__EXERCISE DIRECTIONS__:
Copy the lines below word for word, starting at the line with "Exercise. Pick out the silver" and ending with, and including, the line with "pixel 1041 374".

──────────

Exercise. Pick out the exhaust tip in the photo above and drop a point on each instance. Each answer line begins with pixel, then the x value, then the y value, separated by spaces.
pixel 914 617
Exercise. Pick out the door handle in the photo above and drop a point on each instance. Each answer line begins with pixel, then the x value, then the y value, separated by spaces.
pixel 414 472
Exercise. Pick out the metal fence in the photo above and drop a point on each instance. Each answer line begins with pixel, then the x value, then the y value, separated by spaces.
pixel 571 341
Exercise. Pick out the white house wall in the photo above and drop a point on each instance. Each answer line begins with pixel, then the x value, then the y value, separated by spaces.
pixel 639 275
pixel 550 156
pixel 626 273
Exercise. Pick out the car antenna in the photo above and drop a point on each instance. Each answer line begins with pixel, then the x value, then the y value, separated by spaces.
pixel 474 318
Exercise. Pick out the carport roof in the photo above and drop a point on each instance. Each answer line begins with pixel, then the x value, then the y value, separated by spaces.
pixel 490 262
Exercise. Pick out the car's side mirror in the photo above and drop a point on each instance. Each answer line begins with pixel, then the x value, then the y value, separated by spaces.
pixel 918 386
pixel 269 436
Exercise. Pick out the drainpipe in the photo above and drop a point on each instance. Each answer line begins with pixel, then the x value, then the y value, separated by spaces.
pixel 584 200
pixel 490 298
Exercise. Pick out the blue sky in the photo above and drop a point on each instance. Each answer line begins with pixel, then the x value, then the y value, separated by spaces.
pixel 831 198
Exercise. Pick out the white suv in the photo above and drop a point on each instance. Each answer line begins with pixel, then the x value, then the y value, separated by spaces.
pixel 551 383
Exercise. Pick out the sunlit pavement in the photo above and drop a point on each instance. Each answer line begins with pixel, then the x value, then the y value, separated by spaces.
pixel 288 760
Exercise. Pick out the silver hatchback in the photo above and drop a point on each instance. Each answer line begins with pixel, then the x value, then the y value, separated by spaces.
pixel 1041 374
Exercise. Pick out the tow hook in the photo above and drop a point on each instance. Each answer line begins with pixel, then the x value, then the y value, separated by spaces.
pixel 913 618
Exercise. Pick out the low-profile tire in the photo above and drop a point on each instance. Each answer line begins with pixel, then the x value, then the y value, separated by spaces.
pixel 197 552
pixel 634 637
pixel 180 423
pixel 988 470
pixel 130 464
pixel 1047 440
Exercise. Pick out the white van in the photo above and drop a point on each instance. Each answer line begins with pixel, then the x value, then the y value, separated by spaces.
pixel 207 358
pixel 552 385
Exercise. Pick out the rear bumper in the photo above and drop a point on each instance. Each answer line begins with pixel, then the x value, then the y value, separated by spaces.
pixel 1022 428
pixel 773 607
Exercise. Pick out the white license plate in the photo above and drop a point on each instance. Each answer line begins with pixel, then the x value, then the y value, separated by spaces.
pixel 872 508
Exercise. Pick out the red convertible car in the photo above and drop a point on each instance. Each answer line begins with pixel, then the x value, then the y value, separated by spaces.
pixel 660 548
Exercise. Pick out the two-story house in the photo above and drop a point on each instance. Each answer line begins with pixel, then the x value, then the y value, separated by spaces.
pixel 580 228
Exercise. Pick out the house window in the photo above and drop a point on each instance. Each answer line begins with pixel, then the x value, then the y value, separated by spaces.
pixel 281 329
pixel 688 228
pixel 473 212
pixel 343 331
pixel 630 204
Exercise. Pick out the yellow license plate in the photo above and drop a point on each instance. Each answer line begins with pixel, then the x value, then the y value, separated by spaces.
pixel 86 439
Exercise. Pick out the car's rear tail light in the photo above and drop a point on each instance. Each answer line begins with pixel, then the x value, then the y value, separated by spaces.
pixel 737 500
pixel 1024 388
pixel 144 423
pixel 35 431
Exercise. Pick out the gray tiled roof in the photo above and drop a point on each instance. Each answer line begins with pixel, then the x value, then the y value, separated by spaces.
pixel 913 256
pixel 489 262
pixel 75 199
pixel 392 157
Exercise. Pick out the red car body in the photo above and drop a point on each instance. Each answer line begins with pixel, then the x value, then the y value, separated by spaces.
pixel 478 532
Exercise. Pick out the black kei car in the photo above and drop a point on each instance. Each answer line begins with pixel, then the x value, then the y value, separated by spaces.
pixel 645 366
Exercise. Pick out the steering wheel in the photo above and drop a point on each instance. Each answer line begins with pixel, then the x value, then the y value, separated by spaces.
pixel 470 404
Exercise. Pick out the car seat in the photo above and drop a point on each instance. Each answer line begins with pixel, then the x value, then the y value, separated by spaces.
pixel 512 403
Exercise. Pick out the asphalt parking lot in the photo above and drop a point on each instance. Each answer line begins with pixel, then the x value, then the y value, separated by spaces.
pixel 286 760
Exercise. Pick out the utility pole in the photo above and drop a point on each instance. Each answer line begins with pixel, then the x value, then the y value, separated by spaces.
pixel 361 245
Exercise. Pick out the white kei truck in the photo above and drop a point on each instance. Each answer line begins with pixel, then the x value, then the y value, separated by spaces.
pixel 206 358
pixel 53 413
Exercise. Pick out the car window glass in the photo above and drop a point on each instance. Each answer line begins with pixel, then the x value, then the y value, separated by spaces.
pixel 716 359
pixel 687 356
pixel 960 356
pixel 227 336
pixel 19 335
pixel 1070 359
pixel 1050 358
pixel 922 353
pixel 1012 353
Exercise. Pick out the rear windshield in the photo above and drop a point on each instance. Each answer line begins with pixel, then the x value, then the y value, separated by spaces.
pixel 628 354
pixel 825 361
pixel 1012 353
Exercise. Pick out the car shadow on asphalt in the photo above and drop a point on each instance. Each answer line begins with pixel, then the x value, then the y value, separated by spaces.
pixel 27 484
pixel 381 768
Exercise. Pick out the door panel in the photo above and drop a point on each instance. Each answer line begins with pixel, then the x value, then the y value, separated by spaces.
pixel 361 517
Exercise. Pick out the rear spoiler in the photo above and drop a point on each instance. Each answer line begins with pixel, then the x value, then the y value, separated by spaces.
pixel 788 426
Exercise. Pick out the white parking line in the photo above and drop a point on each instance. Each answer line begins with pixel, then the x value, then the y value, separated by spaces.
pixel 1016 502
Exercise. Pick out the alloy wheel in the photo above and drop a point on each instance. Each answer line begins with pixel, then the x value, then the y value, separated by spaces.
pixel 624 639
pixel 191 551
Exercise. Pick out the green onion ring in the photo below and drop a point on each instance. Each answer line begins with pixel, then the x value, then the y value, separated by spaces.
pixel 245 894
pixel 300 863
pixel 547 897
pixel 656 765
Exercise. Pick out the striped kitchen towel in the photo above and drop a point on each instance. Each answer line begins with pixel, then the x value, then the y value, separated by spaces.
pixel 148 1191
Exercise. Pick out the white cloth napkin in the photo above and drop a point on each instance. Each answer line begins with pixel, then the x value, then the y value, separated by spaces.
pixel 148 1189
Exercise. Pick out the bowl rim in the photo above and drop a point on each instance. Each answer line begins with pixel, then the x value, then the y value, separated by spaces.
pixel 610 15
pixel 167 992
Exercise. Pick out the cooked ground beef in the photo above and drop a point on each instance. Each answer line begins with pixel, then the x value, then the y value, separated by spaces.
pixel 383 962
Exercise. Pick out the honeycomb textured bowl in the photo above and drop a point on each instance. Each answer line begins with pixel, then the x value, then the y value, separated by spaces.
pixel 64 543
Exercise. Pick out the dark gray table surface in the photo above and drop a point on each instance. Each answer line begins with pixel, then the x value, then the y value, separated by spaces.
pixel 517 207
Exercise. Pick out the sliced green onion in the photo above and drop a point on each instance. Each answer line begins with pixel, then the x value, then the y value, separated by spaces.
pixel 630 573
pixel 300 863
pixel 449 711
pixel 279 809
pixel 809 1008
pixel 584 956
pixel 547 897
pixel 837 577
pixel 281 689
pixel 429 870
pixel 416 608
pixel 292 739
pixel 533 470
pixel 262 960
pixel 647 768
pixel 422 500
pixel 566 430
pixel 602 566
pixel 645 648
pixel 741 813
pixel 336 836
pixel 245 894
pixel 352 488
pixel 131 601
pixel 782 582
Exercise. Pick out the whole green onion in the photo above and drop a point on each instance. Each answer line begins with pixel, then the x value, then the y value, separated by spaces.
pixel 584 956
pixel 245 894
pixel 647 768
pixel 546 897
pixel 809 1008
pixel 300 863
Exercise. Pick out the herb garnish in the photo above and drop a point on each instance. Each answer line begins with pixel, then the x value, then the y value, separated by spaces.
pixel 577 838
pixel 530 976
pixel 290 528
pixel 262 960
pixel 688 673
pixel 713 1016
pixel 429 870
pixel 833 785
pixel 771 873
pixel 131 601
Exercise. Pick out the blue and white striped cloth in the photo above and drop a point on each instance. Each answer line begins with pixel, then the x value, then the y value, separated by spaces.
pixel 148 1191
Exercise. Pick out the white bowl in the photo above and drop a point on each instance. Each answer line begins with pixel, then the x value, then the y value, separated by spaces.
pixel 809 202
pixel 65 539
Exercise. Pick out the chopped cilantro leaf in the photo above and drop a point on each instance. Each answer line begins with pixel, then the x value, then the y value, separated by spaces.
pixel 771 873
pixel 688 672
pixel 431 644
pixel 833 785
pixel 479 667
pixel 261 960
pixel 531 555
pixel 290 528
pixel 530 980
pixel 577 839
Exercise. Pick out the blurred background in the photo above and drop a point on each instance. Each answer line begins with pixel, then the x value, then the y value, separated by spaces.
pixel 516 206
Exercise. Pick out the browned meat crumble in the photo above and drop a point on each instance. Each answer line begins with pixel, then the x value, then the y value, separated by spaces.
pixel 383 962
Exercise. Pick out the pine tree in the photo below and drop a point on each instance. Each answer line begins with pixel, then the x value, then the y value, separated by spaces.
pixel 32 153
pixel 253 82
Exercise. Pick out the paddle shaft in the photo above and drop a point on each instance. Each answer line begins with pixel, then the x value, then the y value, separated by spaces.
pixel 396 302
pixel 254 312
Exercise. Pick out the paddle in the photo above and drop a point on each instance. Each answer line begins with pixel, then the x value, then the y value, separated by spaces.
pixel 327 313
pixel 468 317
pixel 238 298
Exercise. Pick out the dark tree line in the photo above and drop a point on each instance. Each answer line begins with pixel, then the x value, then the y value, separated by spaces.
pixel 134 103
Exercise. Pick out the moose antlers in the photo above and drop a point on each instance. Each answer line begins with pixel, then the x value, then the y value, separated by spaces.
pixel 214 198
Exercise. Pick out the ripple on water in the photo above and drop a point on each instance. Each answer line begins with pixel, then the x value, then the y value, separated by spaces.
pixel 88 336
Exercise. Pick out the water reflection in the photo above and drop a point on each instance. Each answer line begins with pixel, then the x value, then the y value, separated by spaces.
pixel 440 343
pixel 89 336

──────────

__OUTPUT OF THE TASK__:
Exercise. Pick out the silver hatchback in the photo above and drop a point on each instance. Each answer line begins with pixel, then the x value, then the y value, separated by spaces.
pixel 1041 374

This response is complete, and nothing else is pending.